> **Verilen talimat A**:
Hüseyin Çelik'in açıklamasını aktaran aşağıdaki haber metnini hiçbir değişiklik yapmadan baştan sona yazınız.

> **Makale**:

################

ANKARA (A.A) - AK Parti Genel Başkan Yardımcısı ve Parti Sözcüsü Hüseyin Çelik, ''Sayın Başbakan, ABD'de görüşmelerde bulunurken, bazı siyasi partilerimizin, özellikle 7 askerin şehit edilmesinden sonra Sayın Başbakan'ın derhal geri gelmesi gerektiği ile ilgili beyanları kesinlikle doğru bir zemine oturmamaktadır. Sayın Başbakan eğer tatile gitmiş olsaydı, tatilini kesip derhal Türkiye'ye geri gelmesi için kimsenin kendisine çağrıda bulunmasına da gerek yoktu. Kendisi zaten bunu yapardı'' dedi.

################

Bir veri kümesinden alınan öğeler
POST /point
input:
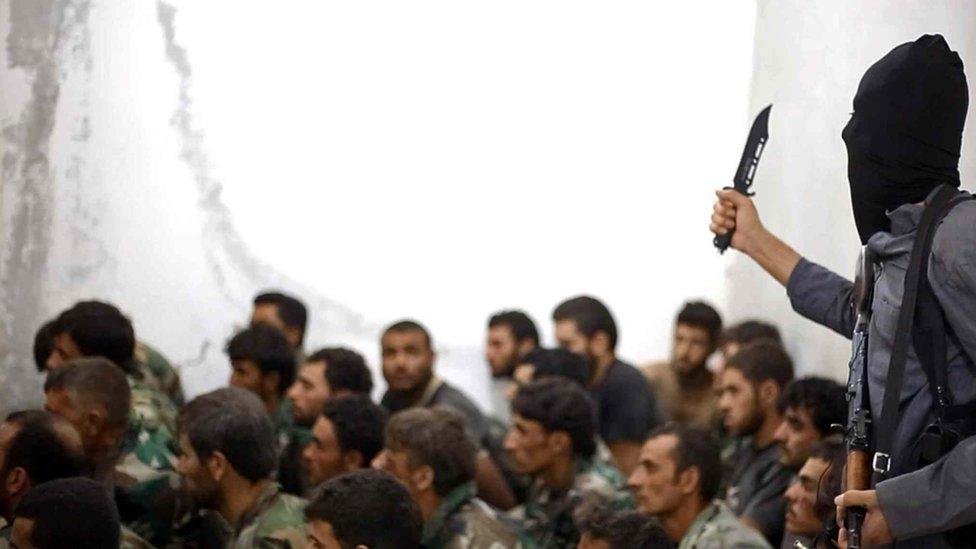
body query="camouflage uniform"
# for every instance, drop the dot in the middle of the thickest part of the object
(130, 540)
(159, 372)
(291, 469)
(152, 422)
(548, 517)
(462, 521)
(275, 520)
(146, 498)
(717, 528)
(146, 484)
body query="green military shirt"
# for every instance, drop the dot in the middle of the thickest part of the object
(717, 528)
(547, 516)
(275, 520)
(462, 521)
(159, 372)
(146, 498)
(152, 422)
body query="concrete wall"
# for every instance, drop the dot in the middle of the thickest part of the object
(809, 58)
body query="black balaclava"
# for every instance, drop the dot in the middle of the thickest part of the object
(905, 133)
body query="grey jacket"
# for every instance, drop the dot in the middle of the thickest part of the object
(942, 495)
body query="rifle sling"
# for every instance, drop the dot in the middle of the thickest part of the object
(934, 211)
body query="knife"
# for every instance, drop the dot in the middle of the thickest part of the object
(755, 144)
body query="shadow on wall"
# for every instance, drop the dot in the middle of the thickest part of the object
(61, 238)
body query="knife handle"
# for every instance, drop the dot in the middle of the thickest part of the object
(723, 241)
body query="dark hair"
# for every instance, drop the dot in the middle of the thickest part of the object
(368, 507)
(99, 329)
(291, 311)
(558, 362)
(521, 325)
(96, 380)
(701, 315)
(39, 450)
(824, 399)
(761, 361)
(748, 331)
(590, 315)
(408, 325)
(269, 349)
(434, 437)
(560, 405)
(43, 345)
(71, 512)
(235, 423)
(697, 448)
(358, 424)
(623, 528)
(345, 369)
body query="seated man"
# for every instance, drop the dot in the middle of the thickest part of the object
(326, 374)
(511, 335)
(96, 329)
(677, 480)
(284, 313)
(553, 439)
(810, 513)
(262, 362)
(602, 529)
(408, 365)
(68, 512)
(739, 335)
(549, 362)
(428, 450)
(625, 404)
(35, 447)
(345, 438)
(683, 385)
(809, 407)
(367, 510)
(227, 458)
(750, 386)
(93, 395)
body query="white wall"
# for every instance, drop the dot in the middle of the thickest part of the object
(434, 159)
(809, 58)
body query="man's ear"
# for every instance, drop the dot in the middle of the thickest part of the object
(217, 465)
(560, 442)
(600, 343)
(269, 383)
(688, 480)
(16, 483)
(422, 478)
(353, 460)
(93, 422)
(769, 392)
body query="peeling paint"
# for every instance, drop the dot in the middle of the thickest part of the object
(35, 46)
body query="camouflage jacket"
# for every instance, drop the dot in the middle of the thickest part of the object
(159, 373)
(152, 422)
(146, 498)
(717, 528)
(547, 516)
(462, 521)
(130, 540)
(275, 520)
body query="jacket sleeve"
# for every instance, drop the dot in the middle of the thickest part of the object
(822, 296)
(933, 499)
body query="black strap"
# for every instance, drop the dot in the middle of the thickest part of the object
(885, 429)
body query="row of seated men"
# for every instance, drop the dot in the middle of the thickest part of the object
(296, 453)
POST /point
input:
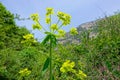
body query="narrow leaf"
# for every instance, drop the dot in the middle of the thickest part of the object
(46, 65)
(47, 38)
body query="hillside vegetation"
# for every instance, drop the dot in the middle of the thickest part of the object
(98, 57)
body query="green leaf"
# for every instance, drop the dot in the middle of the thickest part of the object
(48, 33)
(47, 38)
(46, 64)
(53, 40)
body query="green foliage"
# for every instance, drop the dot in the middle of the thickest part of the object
(97, 57)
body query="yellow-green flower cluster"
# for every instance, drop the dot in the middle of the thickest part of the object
(36, 26)
(61, 33)
(67, 66)
(47, 20)
(73, 31)
(25, 72)
(65, 18)
(54, 27)
(49, 11)
(35, 17)
(28, 38)
(81, 75)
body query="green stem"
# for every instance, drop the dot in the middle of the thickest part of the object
(50, 58)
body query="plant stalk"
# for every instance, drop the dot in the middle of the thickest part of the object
(50, 58)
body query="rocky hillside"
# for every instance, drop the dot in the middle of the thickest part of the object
(76, 39)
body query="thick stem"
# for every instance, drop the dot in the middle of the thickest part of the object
(50, 58)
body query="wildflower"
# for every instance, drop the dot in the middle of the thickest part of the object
(25, 72)
(49, 11)
(67, 66)
(48, 20)
(35, 17)
(61, 33)
(54, 27)
(81, 75)
(73, 31)
(28, 36)
(36, 26)
(65, 18)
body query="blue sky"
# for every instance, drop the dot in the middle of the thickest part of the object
(81, 10)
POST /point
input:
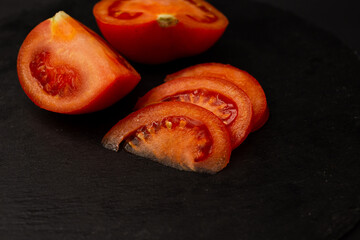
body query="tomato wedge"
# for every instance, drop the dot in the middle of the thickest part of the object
(157, 31)
(65, 67)
(176, 134)
(240, 78)
(221, 97)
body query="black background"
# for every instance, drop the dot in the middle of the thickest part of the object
(296, 178)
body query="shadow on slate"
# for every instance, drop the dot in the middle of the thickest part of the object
(296, 178)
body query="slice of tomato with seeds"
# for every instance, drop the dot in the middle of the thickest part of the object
(221, 97)
(157, 31)
(176, 134)
(240, 78)
(65, 67)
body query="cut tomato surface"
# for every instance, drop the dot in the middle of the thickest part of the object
(65, 67)
(240, 78)
(221, 97)
(157, 31)
(176, 134)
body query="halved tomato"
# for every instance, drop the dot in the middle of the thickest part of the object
(157, 31)
(221, 97)
(240, 78)
(64, 67)
(176, 134)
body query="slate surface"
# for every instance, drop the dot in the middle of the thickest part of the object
(296, 178)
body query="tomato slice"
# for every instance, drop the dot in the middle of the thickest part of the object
(221, 97)
(176, 134)
(157, 31)
(240, 78)
(65, 67)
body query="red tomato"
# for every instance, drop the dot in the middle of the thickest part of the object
(179, 135)
(157, 31)
(221, 97)
(64, 67)
(240, 78)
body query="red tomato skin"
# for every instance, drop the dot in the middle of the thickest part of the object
(219, 155)
(239, 77)
(115, 83)
(147, 42)
(239, 128)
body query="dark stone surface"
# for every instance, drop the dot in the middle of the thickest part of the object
(296, 178)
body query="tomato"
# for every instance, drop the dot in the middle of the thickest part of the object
(221, 97)
(240, 78)
(65, 67)
(157, 31)
(176, 134)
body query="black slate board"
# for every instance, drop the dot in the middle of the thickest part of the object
(296, 178)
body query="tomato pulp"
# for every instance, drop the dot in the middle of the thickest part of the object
(240, 78)
(176, 134)
(158, 31)
(221, 97)
(65, 67)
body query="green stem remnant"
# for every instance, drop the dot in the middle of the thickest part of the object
(166, 20)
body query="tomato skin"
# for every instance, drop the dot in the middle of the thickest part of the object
(239, 77)
(238, 103)
(103, 76)
(147, 42)
(220, 151)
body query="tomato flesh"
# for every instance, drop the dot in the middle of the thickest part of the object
(193, 133)
(158, 31)
(221, 97)
(62, 80)
(65, 67)
(176, 134)
(240, 78)
(222, 106)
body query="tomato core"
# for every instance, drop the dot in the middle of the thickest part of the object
(172, 132)
(220, 105)
(123, 9)
(55, 80)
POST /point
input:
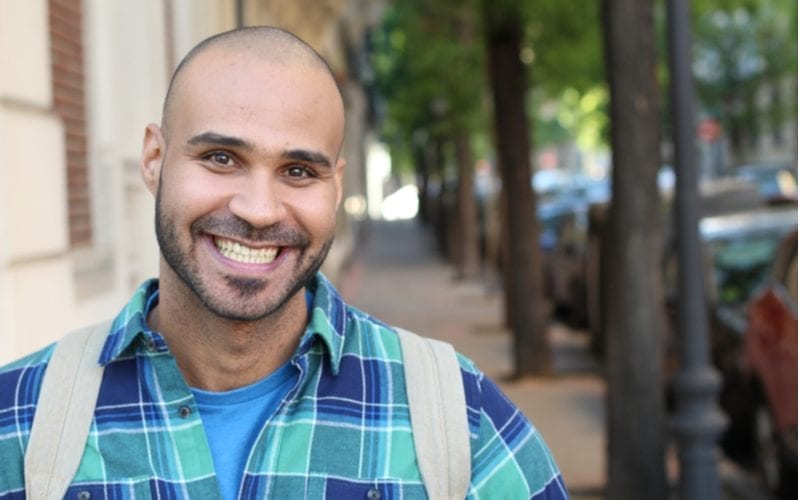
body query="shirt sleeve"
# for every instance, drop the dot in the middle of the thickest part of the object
(510, 459)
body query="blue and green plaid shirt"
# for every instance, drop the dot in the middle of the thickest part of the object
(343, 431)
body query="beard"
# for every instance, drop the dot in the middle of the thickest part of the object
(237, 300)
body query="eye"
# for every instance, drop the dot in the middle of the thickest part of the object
(299, 171)
(219, 158)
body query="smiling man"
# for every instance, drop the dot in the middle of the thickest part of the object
(240, 372)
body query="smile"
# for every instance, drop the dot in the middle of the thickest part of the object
(237, 252)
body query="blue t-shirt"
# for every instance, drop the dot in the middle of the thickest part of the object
(232, 420)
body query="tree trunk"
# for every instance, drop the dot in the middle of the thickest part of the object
(523, 280)
(634, 319)
(468, 266)
(424, 171)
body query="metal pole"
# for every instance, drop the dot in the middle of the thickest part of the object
(698, 422)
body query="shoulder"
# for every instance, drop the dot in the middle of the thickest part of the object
(21, 380)
(508, 453)
(20, 384)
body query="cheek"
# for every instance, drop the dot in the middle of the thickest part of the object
(317, 212)
(190, 196)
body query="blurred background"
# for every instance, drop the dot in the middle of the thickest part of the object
(532, 142)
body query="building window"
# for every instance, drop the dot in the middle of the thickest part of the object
(66, 48)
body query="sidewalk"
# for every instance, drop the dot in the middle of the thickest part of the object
(398, 278)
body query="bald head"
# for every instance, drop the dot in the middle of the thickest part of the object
(266, 43)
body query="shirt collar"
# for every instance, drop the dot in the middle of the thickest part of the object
(326, 322)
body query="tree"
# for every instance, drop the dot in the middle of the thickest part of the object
(429, 67)
(745, 47)
(632, 246)
(523, 276)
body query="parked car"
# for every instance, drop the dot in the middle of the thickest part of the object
(769, 370)
(777, 182)
(564, 223)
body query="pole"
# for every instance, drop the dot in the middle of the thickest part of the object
(698, 422)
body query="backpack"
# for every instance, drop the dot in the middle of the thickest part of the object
(71, 383)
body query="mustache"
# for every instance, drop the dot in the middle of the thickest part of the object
(233, 227)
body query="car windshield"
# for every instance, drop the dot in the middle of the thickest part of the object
(741, 265)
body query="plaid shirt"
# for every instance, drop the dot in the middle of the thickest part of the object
(342, 432)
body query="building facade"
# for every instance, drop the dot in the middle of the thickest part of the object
(82, 80)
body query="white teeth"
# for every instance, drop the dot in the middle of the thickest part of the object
(244, 254)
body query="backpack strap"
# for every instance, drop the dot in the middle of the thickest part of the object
(438, 411)
(64, 412)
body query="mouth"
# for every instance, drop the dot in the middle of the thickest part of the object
(238, 252)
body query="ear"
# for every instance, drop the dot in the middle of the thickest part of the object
(153, 150)
(339, 178)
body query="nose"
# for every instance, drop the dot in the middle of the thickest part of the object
(257, 201)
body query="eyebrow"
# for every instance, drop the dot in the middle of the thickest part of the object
(217, 139)
(307, 156)
(213, 138)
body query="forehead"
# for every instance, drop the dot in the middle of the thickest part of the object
(295, 102)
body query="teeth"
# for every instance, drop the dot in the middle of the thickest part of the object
(244, 254)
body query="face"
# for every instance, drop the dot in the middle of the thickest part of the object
(247, 182)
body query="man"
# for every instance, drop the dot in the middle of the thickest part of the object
(240, 372)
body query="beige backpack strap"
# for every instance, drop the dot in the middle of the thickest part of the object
(438, 410)
(64, 413)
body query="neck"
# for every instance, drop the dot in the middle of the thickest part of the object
(219, 354)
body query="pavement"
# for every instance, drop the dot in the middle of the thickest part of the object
(397, 276)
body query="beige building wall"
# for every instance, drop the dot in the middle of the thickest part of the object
(47, 285)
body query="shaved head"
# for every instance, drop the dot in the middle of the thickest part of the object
(267, 43)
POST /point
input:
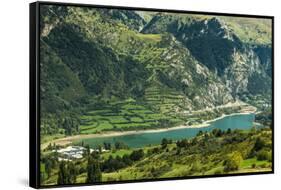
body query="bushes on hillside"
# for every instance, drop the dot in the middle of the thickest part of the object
(233, 161)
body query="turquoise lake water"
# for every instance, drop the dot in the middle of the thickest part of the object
(240, 121)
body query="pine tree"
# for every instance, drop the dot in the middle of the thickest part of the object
(93, 171)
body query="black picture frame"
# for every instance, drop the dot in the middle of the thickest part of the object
(34, 93)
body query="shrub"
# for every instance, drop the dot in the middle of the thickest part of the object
(233, 161)
(263, 155)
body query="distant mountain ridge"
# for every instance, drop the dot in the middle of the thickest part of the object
(112, 53)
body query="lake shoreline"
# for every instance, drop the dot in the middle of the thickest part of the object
(70, 139)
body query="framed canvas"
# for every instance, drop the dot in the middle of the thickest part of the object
(122, 94)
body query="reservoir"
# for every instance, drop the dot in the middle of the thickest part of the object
(237, 121)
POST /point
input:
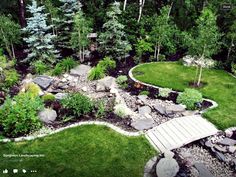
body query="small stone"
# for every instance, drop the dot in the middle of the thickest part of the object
(47, 115)
(228, 141)
(168, 154)
(221, 149)
(232, 149)
(167, 167)
(144, 110)
(142, 124)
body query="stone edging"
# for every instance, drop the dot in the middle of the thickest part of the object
(214, 104)
(113, 127)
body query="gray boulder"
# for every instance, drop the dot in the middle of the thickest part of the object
(167, 167)
(202, 169)
(43, 81)
(160, 109)
(144, 110)
(142, 124)
(47, 115)
(80, 70)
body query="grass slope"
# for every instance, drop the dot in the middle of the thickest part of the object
(86, 151)
(221, 87)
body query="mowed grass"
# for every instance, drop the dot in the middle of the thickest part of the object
(86, 151)
(220, 87)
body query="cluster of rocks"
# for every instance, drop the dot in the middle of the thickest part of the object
(223, 147)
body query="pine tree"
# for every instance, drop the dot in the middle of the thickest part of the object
(68, 9)
(40, 40)
(113, 40)
(79, 37)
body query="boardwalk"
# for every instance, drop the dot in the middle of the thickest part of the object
(179, 132)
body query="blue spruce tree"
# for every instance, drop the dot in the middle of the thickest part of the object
(40, 38)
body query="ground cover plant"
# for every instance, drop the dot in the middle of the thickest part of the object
(82, 151)
(220, 87)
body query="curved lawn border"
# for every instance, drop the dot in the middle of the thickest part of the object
(113, 127)
(214, 104)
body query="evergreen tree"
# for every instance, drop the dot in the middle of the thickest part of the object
(113, 40)
(69, 8)
(79, 37)
(10, 34)
(40, 40)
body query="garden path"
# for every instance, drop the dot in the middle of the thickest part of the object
(179, 132)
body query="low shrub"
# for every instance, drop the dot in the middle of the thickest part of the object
(189, 98)
(122, 81)
(48, 97)
(164, 92)
(144, 92)
(78, 104)
(33, 89)
(20, 115)
(100, 109)
(11, 78)
(107, 64)
(96, 73)
(40, 67)
(67, 64)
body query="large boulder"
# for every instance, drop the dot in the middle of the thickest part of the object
(105, 84)
(47, 115)
(43, 81)
(80, 70)
(143, 124)
(167, 167)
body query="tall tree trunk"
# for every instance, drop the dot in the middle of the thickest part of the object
(199, 77)
(141, 5)
(13, 50)
(21, 5)
(125, 3)
(230, 49)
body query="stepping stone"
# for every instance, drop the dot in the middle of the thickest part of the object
(202, 169)
(47, 115)
(43, 81)
(80, 70)
(167, 167)
(142, 124)
(144, 110)
(228, 142)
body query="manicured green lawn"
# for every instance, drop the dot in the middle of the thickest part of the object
(220, 87)
(87, 151)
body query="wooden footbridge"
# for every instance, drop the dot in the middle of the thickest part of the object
(179, 132)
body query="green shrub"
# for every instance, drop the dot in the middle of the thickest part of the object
(78, 104)
(58, 70)
(33, 89)
(145, 92)
(189, 98)
(48, 97)
(11, 77)
(96, 73)
(100, 109)
(40, 67)
(107, 64)
(67, 64)
(164, 92)
(20, 115)
(122, 81)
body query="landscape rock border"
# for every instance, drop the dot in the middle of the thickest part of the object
(113, 127)
(214, 104)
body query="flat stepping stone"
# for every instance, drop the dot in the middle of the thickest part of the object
(142, 124)
(203, 171)
(80, 70)
(43, 81)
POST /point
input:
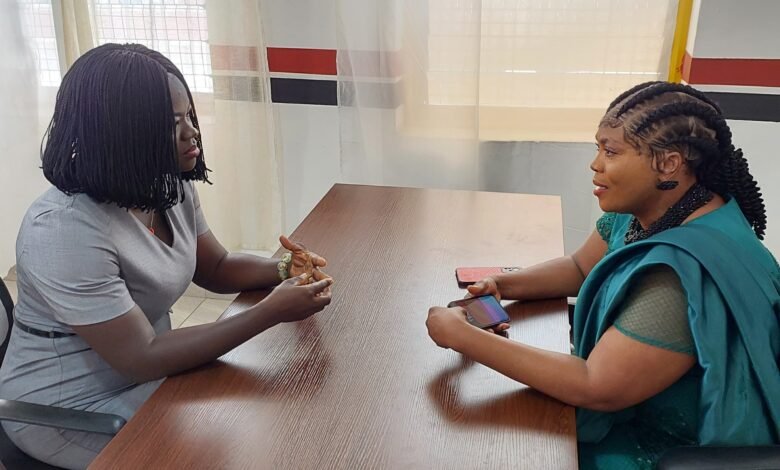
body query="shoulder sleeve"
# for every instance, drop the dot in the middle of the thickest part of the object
(72, 267)
(655, 312)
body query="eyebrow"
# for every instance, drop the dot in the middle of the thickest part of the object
(605, 141)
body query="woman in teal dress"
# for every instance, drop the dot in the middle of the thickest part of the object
(676, 335)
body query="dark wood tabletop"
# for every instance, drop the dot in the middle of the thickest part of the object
(360, 384)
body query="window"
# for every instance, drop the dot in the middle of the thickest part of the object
(538, 61)
(176, 28)
(37, 20)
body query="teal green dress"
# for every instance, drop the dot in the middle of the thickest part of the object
(732, 287)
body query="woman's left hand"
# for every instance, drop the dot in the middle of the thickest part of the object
(447, 325)
(304, 261)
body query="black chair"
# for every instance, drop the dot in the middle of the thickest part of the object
(51, 416)
(714, 458)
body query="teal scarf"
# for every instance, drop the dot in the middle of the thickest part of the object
(732, 284)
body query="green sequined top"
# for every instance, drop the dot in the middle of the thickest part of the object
(655, 311)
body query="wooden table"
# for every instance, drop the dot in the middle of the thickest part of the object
(360, 384)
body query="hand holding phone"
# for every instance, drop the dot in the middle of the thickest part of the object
(483, 311)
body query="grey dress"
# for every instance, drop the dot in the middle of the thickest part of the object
(80, 262)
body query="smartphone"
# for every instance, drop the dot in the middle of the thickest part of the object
(483, 311)
(468, 276)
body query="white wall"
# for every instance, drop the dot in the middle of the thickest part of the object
(21, 181)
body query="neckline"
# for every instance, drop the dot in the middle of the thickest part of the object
(146, 230)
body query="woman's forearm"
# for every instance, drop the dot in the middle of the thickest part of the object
(179, 350)
(561, 376)
(237, 272)
(559, 277)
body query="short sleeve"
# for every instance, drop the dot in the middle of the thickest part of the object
(201, 226)
(604, 225)
(655, 311)
(72, 268)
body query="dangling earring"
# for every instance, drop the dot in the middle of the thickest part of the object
(666, 185)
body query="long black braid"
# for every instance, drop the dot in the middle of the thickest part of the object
(669, 116)
(112, 135)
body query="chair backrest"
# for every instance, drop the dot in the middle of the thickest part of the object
(7, 320)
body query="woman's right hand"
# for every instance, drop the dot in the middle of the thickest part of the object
(485, 286)
(294, 300)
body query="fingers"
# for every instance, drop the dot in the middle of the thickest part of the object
(319, 286)
(320, 276)
(300, 280)
(289, 245)
(477, 288)
(317, 260)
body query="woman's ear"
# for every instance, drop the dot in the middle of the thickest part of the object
(670, 163)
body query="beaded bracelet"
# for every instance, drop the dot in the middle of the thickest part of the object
(283, 266)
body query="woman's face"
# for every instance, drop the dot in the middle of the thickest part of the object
(624, 179)
(186, 134)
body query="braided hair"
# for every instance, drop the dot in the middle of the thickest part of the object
(112, 135)
(658, 117)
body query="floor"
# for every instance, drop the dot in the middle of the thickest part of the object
(195, 307)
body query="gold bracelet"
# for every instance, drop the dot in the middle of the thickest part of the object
(284, 266)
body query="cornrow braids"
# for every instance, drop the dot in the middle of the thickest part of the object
(659, 117)
(630, 92)
(659, 88)
(112, 133)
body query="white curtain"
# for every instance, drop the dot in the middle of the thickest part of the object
(21, 180)
(424, 83)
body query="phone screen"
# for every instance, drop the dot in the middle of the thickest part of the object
(483, 311)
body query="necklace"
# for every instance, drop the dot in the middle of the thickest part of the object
(151, 224)
(696, 197)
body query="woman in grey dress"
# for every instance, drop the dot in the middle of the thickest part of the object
(103, 254)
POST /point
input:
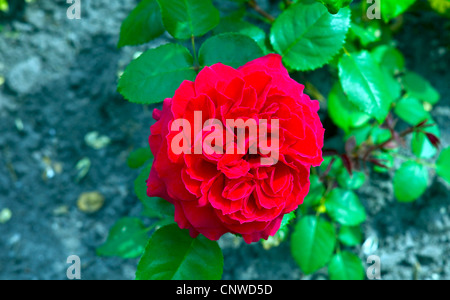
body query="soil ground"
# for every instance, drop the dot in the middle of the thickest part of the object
(60, 80)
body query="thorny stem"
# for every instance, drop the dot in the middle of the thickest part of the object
(196, 63)
(262, 12)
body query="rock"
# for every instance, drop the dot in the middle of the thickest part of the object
(90, 202)
(24, 76)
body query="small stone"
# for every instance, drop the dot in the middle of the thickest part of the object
(90, 202)
(61, 210)
(5, 215)
(96, 141)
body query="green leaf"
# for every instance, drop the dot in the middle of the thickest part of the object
(367, 34)
(184, 19)
(384, 158)
(411, 111)
(142, 25)
(231, 49)
(126, 239)
(156, 74)
(343, 113)
(346, 266)
(308, 36)
(418, 87)
(351, 182)
(443, 165)
(389, 58)
(393, 8)
(364, 84)
(287, 218)
(350, 236)
(171, 254)
(361, 134)
(345, 208)
(410, 181)
(335, 168)
(139, 157)
(316, 190)
(420, 144)
(334, 6)
(153, 207)
(380, 135)
(233, 24)
(312, 243)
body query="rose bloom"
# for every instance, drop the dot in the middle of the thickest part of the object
(218, 193)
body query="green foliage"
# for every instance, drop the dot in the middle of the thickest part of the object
(232, 49)
(411, 111)
(345, 208)
(350, 236)
(364, 83)
(421, 145)
(393, 8)
(184, 19)
(139, 157)
(373, 91)
(312, 243)
(308, 36)
(316, 191)
(352, 181)
(156, 74)
(443, 163)
(142, 25)
(172, 254)
(418, 87)
(346, 266)
(410, 181)
(343, 113)
(126, 239)
(334, 6)
(236, 25)
(153, 207)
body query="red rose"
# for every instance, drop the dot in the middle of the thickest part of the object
(215, 193)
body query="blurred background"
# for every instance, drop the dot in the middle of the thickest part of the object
(65, 134)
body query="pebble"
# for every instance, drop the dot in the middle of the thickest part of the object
(90, 202)
(24, 76)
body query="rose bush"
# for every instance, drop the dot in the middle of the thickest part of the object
(220, 193)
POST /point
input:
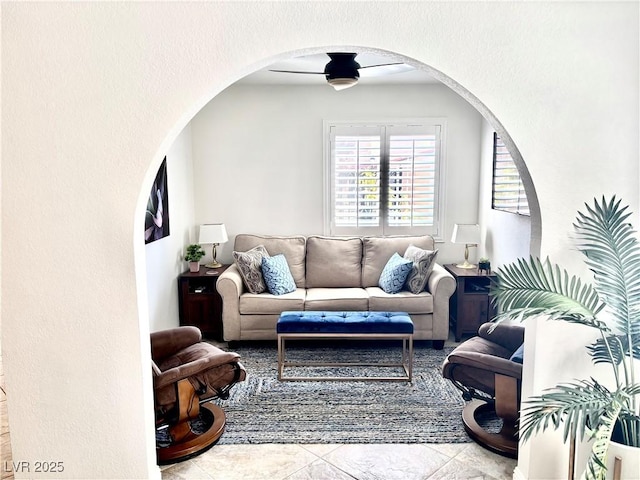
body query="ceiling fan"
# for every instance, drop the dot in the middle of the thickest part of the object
(343, 71)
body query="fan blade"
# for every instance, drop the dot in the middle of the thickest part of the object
(294, 71)
(387, 69)
(384, 65)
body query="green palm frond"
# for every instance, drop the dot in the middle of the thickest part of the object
(614, 348)
(597, 463)
(529, 288)
(612, 251)
(567, 404)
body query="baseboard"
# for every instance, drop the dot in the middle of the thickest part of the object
(518, 475)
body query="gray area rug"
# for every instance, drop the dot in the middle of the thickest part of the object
(263, 410)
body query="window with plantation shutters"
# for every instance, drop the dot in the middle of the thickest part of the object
(508, 193)
(383, 178)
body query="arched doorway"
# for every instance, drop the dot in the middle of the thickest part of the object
(444, 79)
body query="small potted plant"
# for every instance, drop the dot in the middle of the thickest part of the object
(193, 256)
(484, 265)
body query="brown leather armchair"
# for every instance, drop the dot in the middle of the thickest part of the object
(490, 381)
(187, 374)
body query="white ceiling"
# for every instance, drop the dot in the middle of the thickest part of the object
(392, 75)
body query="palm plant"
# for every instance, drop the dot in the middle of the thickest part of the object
(529, 288)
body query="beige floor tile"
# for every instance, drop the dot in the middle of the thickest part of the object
(387, 461)
(320, 449)
(456, 470)
(449, 449)
(320, 470)
(254, 462)
(184, 471)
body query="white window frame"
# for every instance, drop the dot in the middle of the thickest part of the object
(518, 202)
(394, 126)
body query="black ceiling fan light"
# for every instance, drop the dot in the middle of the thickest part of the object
(342, 71)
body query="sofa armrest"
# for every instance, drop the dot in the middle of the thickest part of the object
(507, 335)
(230, 286)
(167, 342)
(441, 284)
(490, 363)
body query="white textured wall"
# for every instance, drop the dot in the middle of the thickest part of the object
(259, 154)
(164, 257)
(93, 95)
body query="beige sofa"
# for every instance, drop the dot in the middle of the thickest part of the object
(336, 274)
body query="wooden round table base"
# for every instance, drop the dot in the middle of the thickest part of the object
(193, 444)
(504, 443)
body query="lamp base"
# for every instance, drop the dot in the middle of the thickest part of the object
(466, 265)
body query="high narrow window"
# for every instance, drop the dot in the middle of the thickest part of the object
(508, 192)
(384, 178)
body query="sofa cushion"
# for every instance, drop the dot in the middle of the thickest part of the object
(250, 268)
(336, 299)
(292, 247)
(380, 301)
(423, 261)
(268, 304)
(394, 274)
(333, 262)
(378, 250)
(277, 275)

################

> **Verilen talimat B**:
Yukarıdaki kayıtlarda "dark" sözcüğünü içeren satırların tamamını eksiksiz olarak aktarınız.

> **Yazılı yanıt A**:
ANKARA (A.A) - AK Parti Genel Başkan Yardımcısı ve Parti Sözcüsü Hüseyin Çelik, ''Sayın Başbakan, ABD'de görüşmelerde bulunurken, bazı siyasi partilerimizin, özellikle 7 askerin şehit edilmesinden sonra Sayın Başbakan'ın derhal geri gelmesi gerektiği ile ilgili beyanları kesinlikle doğru bir zemine oturmamaktadır. Sayın Başbakan eğer tatile gitmiş olsaydı, tatilini kesip derhal Türkiye'ye geri gelmesi için kimsenin kendisine çağrıda bulunmasına da gerek yoktu. Kendisi zaten bunu yapardı'' dedi.

> **Yazılı yanıt B**:
body query="dark hair"
body query="dark stone surface"
body query="dark wood tabletop"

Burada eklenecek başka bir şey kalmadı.